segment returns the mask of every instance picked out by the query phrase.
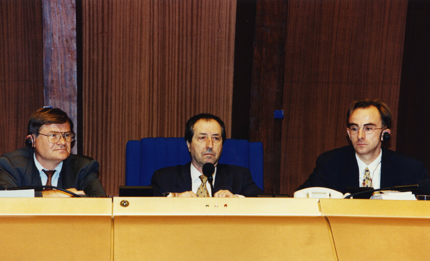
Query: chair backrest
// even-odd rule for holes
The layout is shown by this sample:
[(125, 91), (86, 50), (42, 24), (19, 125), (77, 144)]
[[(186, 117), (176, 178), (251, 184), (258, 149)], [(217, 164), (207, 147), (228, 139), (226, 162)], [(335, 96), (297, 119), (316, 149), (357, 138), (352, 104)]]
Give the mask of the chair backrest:
[[(183, 138), (144, 138), (128, 141), (125, 151), (126, 186), (148, 186), (155, 170), (191, 161)], [(263, 144), (246, 140), (227, 139), (219, 163), (248, 168), (253, 180), (262, 190)]]

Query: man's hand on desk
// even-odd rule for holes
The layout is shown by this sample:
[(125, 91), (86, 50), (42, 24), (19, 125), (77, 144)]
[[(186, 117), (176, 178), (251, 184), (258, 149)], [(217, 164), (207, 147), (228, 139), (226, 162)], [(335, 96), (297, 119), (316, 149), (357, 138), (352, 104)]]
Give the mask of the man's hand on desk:
[(214, 194), (214, 198), (238, 198), (237, 196), (227, 190), (220, 190)]
[[(76, 189), (67, 189), (66, 190), (78, 195), (85, 195), (85, 192), (83, 191), (78, 190)], [(42, 196), (49, 198), (68, 198), (72, 197), (73, 195), (61, 190), (52, 190), (42, 191)]]

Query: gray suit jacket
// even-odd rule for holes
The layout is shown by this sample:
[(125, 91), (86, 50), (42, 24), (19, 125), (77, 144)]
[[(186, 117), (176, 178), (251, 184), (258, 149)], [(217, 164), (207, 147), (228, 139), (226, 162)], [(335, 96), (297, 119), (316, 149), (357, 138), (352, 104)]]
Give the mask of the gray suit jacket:
[[(6, 188), (41, 186), (39, 171), (34, 164), (34, 151), (22, 148), (0, 156), (0, 186)], [(105, 197), (98, 178), (99, 163), (85, 156), (71, 154), (63, 161), (57, 187), (83, 190), (87, 197)], [(36, 192), (41, 196), (41, 192)]]
[[(417, 184), (428, 178), (420, 161), (384, 148), (381, 159), (381, 188)], [(358, 164), (352, 146), (326, 151), (316, 160), (308, 180), (299, 187), (323, 187), (345, 193), (347, 187), (358, 186)]]

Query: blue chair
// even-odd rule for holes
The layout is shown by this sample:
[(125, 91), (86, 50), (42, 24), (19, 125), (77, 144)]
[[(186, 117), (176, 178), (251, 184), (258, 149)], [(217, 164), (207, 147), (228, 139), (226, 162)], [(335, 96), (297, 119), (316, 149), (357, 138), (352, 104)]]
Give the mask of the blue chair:
[[(183, 138), (144, 138), (130, 140), (125, 149), (126, 186), (148, 186), (155, 170), (191, 161)], [(262, 190), (263, 144), (245, 140), (227, 139), (219, 163), (248, 168), (253, 180)]]

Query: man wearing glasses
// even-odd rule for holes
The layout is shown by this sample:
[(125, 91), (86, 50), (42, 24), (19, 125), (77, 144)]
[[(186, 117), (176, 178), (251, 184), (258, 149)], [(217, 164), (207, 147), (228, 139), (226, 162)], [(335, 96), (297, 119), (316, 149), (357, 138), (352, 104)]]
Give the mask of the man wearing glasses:
[(428, 178), (423, 163), (381, 147), (390, 139), (391, 113), (379, 100), (356, 100), (347, 114), (352, 146), (327, 151), (298, 190), (323, 187), (346, 193), (347, 187), (374, 189), (417, 184)]
[(99, 163), (71, 154), (75, 138), (73, 122), (59, 109), (38, 110), (30, 117), (23, 148), (0, 157), (0, 186), (47, 186), (35, 196), (70, 197), (53, 186), (87, 197), (104, 197), (98, 179)]

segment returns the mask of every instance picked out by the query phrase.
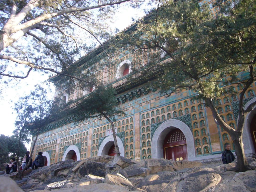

▸ **CONSIGNE**: Présentez sous forme de liste JSON de chaînes, à raison d'une chaîne par ligne et sans les lignes vides, tout ce qui va du début des données jusqu'à la ligne contenant "187), (358, 186)]]", celle-ci comprise. Laissez les images hors de la réponse.

▸ **RÉPONSE**:
[
  "segment returns the mask of every instance picked out by the query phrase.",
  "Query: chair backrest",
  "// even-odd rule for holes",
  "The layout is shown by this sample:",
  "[(125, 91), (86, 50), (42, 24), (19, 125), (77, 144)]",
  "[[(186, 117), (176, 178), (251, 184), (258, 149)], [(217, 164), (207, 147), (228, 139), (226, 162)], [(335, 96), (297, 119), (316, 149), (357, 138), (352, 104)]]",
  "Give the mask of the chair backrest:",
  "[[(183, 138), (144, 138), (128, 141), (125, 151), (126, 186), (148, 186), (155, 170), (191, 161)], [(263, 144), (246, 140), (227, 139), (219, 163), (248, 168), (253, 180), (262, 190)]]",
  "Query: man's hand on desk",
  "// even-odd rule for holes",
  "The layout is shown by this sample:",
  "[(125, 91), (86, 50), (42, 24), (19, 125), (77, 144)]",
  "[[(186, 117), (176, 178), (251, 184), (258, 149)], [(217, 164), (207, 147), (228, 139), (226, 162)], [(335, 96), (297, 119), (316, 149), (357, 138), (352, 104)]]",
  "Give the mask of the man's hand on desk:",
  "[(214, 194), (214, 198), (238, 198), (237, 196), (227, 190), (220, 190)]",
  "[[(76, 189), (67, 189), (66, 190), (78, 195), (85, 195), (85, 192), (83, 191), (78, 190)], [(42, 196), (49, 198), (68, 198), (72, 197), (73, 195), (61, 190), (52, 190), (42, 191)]]",
  "Query: gray suit jacket",
  "// even-odd rule for holes",
  "The layout is shown by this sample:",
  "[(125, 91), (86, 50), (42, 24), (19, 125), (77, 144)]",
  "[[(186, 117), (176, 178), (251, 184), (258, 149)], [(217, 164), (207, 147), (228, 139), (226, 162)], [(335, 96), (297, 119), (316, 149), (357, 138), (352, 104)]]",
  "Give the mask of the gray suit jacket:",
  "[[(6, 188), (41, 186), (39, 171), (34, 164), (34, 151), (22, 148), (0, 156), (0, 186)], [(105, 197), (98, 178), (99, 163), (85, 156), (71, 154), (63, 161), (57, 187), (83, 190), (87, 197)], [(36, 192), (41, 196), (41, 192)]]",
  "[[(417, 184), (428, 178), (420, 161), (384, 148), (381, 159), (381, 188)], [(358, 164), (352, 146), (326, 151), (316, 160), (308, 180), (299, 187), (323, 187), (345, 193), (347, 187), (358, 186)]]"
]